* **Directions**:
Format every line of the rows below as a Markdown table with two columns, Number and Line, numbering the lines in order and skipping any blank ones. Leave the pictures out.
>> Begin Raw records
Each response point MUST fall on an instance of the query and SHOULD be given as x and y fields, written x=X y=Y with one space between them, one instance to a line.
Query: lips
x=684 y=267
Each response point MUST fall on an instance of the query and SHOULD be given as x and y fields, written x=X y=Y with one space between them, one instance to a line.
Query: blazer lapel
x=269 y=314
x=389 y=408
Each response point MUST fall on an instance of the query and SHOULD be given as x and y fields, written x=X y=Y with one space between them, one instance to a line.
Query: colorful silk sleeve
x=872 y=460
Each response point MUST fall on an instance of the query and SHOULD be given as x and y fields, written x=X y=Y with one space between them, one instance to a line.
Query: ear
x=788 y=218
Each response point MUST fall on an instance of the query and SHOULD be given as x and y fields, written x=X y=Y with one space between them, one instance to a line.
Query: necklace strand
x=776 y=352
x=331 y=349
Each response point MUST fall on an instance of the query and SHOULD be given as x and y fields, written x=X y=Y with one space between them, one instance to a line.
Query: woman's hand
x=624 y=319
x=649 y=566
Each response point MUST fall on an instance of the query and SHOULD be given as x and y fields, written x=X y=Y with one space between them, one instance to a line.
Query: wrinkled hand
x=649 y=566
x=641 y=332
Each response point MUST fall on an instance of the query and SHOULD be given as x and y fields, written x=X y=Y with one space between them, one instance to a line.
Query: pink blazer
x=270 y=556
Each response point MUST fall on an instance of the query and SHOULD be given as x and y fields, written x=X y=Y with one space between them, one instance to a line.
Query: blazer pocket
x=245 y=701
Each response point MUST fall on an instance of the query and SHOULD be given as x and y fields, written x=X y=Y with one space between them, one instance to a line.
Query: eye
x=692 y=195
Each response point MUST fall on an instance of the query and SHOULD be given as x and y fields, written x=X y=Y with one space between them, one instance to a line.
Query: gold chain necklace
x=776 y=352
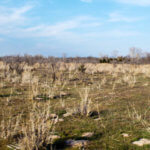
>> End Raw records
* **Output of the task**:
| Number | Line |
|---|---|
| 1 | Each response point MUST fall on an instance of the query and SHOULD be given as x and y fields, written x=X y=Y with one space between them, one instance to a line. |
| 2 | Query: lips |
| 3 | x=684 y=267 |
| 4 | Each response point MUST fall on an instance of the query and SHOULD be given as x and y fields, written x=X y=Y with one space between them, one instance to a line. |
| 5 | Query: blazer lapel |
| 6 | x=269 y=314 |
| 7 | x=389 y=408 |
| 8 | Each response point MUST fall on an instance of the query and SHOULD be given as x and y fields, written x=X y=Y with one space between them, one instance to a line. |
| 9 | Query: colorful silk sleeve |
| 10 | x=872 y=460 |
| 11 | Each response point MUST fall on an instance of the query and SHOULD be given as x and y fields, written x=X y=Y with one space between them, one instance to a line. |
| 12 | Query: ear |
| 13 | x=788 y=218 |
| 14 | Each response point MUST fall on an instance of the query and SHOULD be given as x and y fields, written x=X y=Y with one space between them, one instance to a line. |
| 15 | Query: necklace strand |
| 16 | x=776 y=352 |
| 17 | x=331 y=349 |
| 18 | Each response point MUST fall on an instance of the query and SHOULD be given as x and y fields, written x=X y=Y with one space between them, one instance to a line. |
| 19 | Query: woman's hand |
| 20 | x=624 y=319 |
| 21 | x=649 y=566 |
| 22 | Each response point MUST fall on an instance of the query and SHOULD be given as x and y fields, written x=X y=Y with one space between them, one instance to a line. |
| 23 | Query: wrinkled hand |
| 24 | x=649 y=566 |
| 25 | x=641 y=332 |
| 26 | Each response point MUST fall on an instance of the query and SHOULD be given as x and y fields, written x=X y=Y with one space between them, one instance to a line. |
| 27 | Query: pink blazer |
| 28 | x=270 y=556 |
| 29 | Each response point MUST fall on an instance of the query and SHOULD be given as x and y fields, written x=X y=Y with one space between them, one instance to a line. |
| 30 | Query: blazer pocket |
| 31 | x=245 y=701 |
| 32 | Each response point MUST fall on an instance of the query and SHOULD be given as x and y fields, written x=X y=Y with one space between them, one instance to a line. |
| 33 | Query: eye |
| 34 | x=692 y=195 |
| 35 | Each response point MUST fall on an instance of the query and SHOULD be given as x and y fields, written x=X y=Y with one space between them, one instance to a line. |
| 36 | Query: gold chain necklace |
| 37 | x=776 y=352 |